> _DIRECTION_
Rewrite the rows in the stretch from the line containing "Target: blue sari" through the line containing "column 689, row 82" as a two-column CSV with the headers instruction and points, giving one line to each row. Put each row's text and its answer each in a single quoted field, with line breaks changed to spaces.

> _EXCERPTED RECORDS_
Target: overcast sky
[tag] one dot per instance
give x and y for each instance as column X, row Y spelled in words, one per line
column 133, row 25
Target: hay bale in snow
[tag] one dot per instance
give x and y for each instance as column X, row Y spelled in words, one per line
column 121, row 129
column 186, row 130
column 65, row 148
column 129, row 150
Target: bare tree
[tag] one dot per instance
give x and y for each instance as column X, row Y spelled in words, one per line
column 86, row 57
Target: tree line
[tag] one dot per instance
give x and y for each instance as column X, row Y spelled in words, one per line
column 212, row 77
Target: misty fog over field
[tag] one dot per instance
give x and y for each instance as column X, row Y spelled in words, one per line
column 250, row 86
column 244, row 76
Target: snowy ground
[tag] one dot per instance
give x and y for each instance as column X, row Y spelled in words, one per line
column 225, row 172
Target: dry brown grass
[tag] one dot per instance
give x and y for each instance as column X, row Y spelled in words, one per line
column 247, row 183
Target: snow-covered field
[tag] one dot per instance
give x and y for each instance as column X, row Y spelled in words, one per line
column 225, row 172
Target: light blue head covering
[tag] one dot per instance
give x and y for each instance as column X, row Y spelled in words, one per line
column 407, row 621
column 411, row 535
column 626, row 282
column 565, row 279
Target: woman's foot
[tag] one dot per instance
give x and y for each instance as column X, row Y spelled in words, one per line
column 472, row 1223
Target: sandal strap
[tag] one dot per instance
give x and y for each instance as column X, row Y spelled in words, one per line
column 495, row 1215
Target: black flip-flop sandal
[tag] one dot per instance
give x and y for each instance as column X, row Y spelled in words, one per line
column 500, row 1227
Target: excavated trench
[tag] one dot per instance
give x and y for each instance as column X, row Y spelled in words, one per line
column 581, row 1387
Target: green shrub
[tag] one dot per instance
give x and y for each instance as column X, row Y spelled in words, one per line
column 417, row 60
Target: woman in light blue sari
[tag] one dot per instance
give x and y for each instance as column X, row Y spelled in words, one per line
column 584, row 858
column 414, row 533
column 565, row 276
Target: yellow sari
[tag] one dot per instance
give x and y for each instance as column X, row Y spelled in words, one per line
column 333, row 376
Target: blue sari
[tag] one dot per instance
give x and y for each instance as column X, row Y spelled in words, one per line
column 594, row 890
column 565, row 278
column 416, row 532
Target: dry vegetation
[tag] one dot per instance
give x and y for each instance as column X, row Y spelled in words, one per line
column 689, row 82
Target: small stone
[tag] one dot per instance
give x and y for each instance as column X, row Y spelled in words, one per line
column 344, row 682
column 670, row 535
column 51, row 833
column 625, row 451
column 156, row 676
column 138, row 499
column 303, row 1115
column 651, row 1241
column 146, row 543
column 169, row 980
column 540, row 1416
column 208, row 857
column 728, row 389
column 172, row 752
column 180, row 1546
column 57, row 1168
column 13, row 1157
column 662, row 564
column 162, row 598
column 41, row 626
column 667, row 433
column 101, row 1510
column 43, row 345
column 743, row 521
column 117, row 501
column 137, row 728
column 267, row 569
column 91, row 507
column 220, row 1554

> _THE REPLY_
instruction,points
"Target: blue sari [tag] one dot per instance give x and y for each instance as column X, row Y spelled in words, one per line","column 594, row 890 column 565, row 278 column 416, row 532"
"Target: dry vegetation [tag] one dot per instance give x and y for each instance as column X, row Y spelled in words, one per line","column 689, row 82"